### Problem description
All of the entries must be output exactly as they are.

Segment Start: Records for the task

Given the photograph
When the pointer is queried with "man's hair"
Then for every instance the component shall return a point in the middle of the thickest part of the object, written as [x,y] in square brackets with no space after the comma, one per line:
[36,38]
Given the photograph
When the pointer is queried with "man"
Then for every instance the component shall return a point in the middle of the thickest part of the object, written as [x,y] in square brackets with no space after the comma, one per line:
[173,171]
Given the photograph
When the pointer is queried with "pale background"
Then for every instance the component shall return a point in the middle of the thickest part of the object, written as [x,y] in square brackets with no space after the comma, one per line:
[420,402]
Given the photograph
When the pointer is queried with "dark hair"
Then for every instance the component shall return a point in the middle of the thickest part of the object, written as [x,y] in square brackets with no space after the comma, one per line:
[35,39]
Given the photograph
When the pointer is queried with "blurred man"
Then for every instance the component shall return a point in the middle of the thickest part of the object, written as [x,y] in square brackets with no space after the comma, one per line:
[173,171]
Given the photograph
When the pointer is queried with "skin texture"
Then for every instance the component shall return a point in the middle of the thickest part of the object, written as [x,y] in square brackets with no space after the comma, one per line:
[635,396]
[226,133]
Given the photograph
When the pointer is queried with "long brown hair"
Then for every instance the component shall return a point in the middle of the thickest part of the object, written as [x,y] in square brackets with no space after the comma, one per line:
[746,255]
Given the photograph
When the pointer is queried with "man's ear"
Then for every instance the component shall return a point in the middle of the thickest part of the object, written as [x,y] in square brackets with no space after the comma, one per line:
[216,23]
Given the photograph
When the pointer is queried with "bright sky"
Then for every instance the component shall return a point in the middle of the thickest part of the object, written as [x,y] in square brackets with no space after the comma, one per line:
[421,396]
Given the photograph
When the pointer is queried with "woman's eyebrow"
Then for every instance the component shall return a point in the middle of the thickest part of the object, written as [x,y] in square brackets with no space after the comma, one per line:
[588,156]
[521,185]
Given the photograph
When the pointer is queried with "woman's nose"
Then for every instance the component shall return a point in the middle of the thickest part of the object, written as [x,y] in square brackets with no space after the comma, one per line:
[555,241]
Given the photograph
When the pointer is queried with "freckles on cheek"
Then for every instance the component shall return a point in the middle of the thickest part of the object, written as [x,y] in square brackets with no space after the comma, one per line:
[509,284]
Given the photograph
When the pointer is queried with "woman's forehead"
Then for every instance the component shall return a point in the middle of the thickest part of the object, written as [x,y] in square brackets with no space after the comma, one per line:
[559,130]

Segment End: Records for the task

### Result of the task
Given the photograph
When the pointer is queried with "man's hair"
Then for every instance the component shall return a point in the middle of the thickest part of the object, written as [x,y] in square brackets with no space after the comma, one per line:
[36,38]
Given the photograph
When the pointer is queried with "man"
Then for every instance the component shall return a point in the middle of the thickest part of the object, written as [x,y] in square brackets with no space after the comma, one per line:
[173,171]
Given the photograph
When the pointer is queried with "pale background"
Then for every instance the component shall return a point in the middle of the thickest part of the object, written as [x,y] in square brackets with no space after the comma, one per line:
[420,402]
Given the photograph
When the pointer is queried with "dark hair"
Then for every instance the component shall return a point in the middle of the thickest part of the object, written as [x,y] in square brackets with no space after the comma, one per line:
[35,39]
Given the photograph
When the pointer is queried with "blurred man"
Then for every instance the component shall return a point in the middle of the thickest part of the object, written as [x,y] in square brackets with no space after the comma, one per line:
[173,171]
Given the photograph
When the pointer is queried with "skin texture"
Then for every instance the component shall return a point in the middle of the thickest part of the object, written as [x,y] in square brackets with no space after the comma, one per line:
[635,396]
[226,133]
Given the photograph
When the pointer is queried with "long brown hair"
Then for every instance the component shall return a point in the middle of the thickest part of the object, written as [x,y] in square brackets with no space after the comma, one per line:
[746,255]
Given the photograph
When the pointer is queried with "man's ear"
Then for every instance the component shall return a point in the middle of the thickest part of the object, written as [x,y] in square brackets with no space after the comma, one per line:
[216,23]
Given the photograph
When the pointer is queried with "bright sky"
Then for every instance the component shall return a point in the middle of the thickest part of the object, written as [x,y] in square brackets with no space after the comma, one per line:
[421,396]
Given the photograph
When the pointer is queried with "woman's eyebrow"
Then for every instance the component shall return a point in the middle of the thickest part of the object, written as [x,y] in square brackets with no space after the comma, one per line:
[588,156]
[521,185]
Given the photograph
When the pointer is queried with "woman's nose"
Then for every instance the component shall return a point in the middle of the thickest part of the object, written as [x,y] in square brackets with no space after the comma, one per line:
[555,241]
Given the photograph
When the pointer is queried with "freckles on cheek"
Then for every instance the component shall return a point in the middle of the thickest part of the object, written as [x,y] in square brackets with no space after the comma, one per line:
[509,284]
Given the photograph
When the pointer is queried with "woman's forehead"
Then for every instance the component shall return a point in the middle of the thickest part of the object, written as [x,y] in square brackets with no space after the comma, one per line:
[559,130]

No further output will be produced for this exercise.